* GIVEN REQUEST 1:
In the forum thread comparing male and female dogs, which of Daisy&Lucky's Mom's dogs is described as laid back and ball crazy?

* PROVIDED TEXT:
Back to the point- In your experience, what are the characteristic differences between a dog and bitch? As a pet, as a working dog: IPO, SAR, Mondio Ring, agility, obedience and the list can go on. 

Sent from Petguide.com Free App


----------



## KZoppa (Aug 14, 2010)

As a pet, my males have always been more needy and seeking I guess you could say confirmation they did well in something while my females have always been like "yeah, I know. I'm awesome. I'm gonna go lay over here and take my nap now but still keep an eye on you!" My males have been quicker to please (with the exception of my current female who will do whatever you ask her at the drop of a hat). 

I couldn't tell you what I've noticed to be differences in work because my dogs aren't working dogs. They're active pets.


----------



## MichaelE (Dec 15, 2012)

Lisl is a little more 'pushy' than Ossie or Bear was. Not as pushy as Anna though. Molly was a very mellow GSD.

Lisl is also not as hard or stubborn as Anna, but harder than Ossie.

Lisl shows more confidence and intelligence than any of my past GSD's.

Overall, I would say the females are "me, me, me" _at times_. The males are, "OK what can I do for YOU now?"


----------



## Daisy&Lucky's Mom (Apr 24, 2011)

I have had one female GSD and one male and recently adopted 2 older GSD girls. The girls at least mine have been more I wanna please you but I want to do what I want to do.. Lucky is laid back ball crazy and kind of a goof. He not as mentally quick as my girl Daisy or even Chevy and Thunder. He is easier to live with though. Lucky is happiest when he can check in get a hug and then he naps walks ,buries his bone or tosses his toy in the air.Daisy was somewhat the same but she left a path of destruction during her prolonged puppyhood. Over all I love both girl and boy GSDs. I feel Lucky bonds best w/ females while Daisy preferred males.


----------



## GSD5150 (Apr 16, 2013)

I've heard from people that females are usually a little more willing but can hold a grudge if you get them mad. I love how most males forgive and forget after food or play time. Guess its luck of the draw 

Sent from Petguide.com Free App


----------



## GatorDog (Aug 17, 2011)

GSD5150 said:


> I've heard from people that females are usually a little more willing but can hold a grudge if you get them mad. I love how most males forgive and forget after food or play time. Guess its luck of the draw
> 
> Sent from Petguide.com Free App


I have found the opposite with mine right now. My male is genuinely upset when he knows that he did something wrong and is very sensitive to me as his handler, while my female just wants to do anything for me all the time and will keep going until she gets it right, and she couldnt really care less if I got mad at her or not. Could be the difference in the lines and the dogs.


Sent from Petguide.com Free App


----------



## pets4life (Feb 22, 2011)

From what I have seen females might hold a grudge and be less goofy more serious but they seem to be less dominant towards their handler. Like less likely to run into dominance issues, they seem to want to work with their handler. I have seen a few really dominant males. My old male was more pushy than my female. He seemed more interested in being the leader than her. While she is very interested in working with me to figure out problems and working together. Not that she was born like that she can still be a pushy bitch but just my personal experience.


Male was better with other dogs and would not fight/bite for real but my female is better with other animals I bring in. Female is safer around pups and other baby animals.

* GIVEN REQUEST 2:
Rewrite the listing from the line containing "Each instance receives exactly one keypoint. Tag the powdered" through the line containing "Each instance receives exactly one keypoint. Tag the silver", replacing "cookie" with "biscuit" and leaving everything else unchanged.

* AVAILABLE DATA:
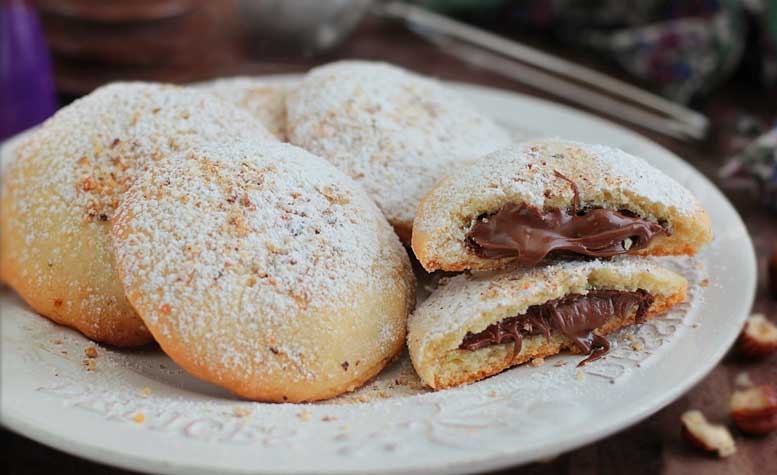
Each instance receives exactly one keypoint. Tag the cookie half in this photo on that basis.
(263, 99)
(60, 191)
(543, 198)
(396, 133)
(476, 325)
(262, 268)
...
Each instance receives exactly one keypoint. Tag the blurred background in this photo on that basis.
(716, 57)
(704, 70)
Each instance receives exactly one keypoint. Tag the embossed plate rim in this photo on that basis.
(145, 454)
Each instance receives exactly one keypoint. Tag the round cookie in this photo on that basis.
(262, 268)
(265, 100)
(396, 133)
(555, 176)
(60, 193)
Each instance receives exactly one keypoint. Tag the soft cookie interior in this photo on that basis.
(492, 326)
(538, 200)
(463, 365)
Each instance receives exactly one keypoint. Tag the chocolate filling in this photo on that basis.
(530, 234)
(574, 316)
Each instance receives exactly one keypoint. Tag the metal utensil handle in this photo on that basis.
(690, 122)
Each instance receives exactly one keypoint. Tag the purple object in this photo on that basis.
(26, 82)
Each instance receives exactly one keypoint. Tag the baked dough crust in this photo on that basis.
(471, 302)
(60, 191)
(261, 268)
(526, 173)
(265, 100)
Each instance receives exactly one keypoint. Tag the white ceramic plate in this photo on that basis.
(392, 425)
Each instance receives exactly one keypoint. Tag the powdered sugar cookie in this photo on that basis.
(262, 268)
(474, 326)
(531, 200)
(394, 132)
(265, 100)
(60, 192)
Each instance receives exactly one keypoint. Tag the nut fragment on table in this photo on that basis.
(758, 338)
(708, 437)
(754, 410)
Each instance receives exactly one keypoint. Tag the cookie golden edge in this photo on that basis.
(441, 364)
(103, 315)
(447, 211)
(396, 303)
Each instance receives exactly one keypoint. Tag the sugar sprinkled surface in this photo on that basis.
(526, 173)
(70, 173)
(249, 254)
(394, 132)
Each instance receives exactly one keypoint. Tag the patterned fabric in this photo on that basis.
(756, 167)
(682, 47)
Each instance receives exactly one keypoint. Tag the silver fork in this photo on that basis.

* WRITTEN ANSWER 1:
Lucky

* WRITTEN ANSWER 2:
Each instance receives exactly one keypoint. Tag the powdered sugar biscuit in this photo on that basis.
(262, 268)
(474, 326)
(531, 200)
(394, 132)
(265, 100)
(60, 192)
Each instance receives exactly one keypoint. Tag the nut fragment on table in this photo on that basis.
(758, 338)
(708, 437)
(754, 410)
Each instance receives exactly one keypoint. Tag the biscuit golden edge in this photo on that basis.
(441, 364)
(103, 315)
(447, 211)
(396, 303)
Each instance receives exactly one keypoint. Tag the sugar sprinkled surface in this photo on that basis.
(526, 173)
(70, 173)
(249, 254)
(394, 132)
Each instance receives exactly one keypoint. Tag the patterned fabric in this photo on that basis.
(756, 167)
(682, 47)
Each instance receives exactly one keypoint. Tag the silver fork in this photo on that basis.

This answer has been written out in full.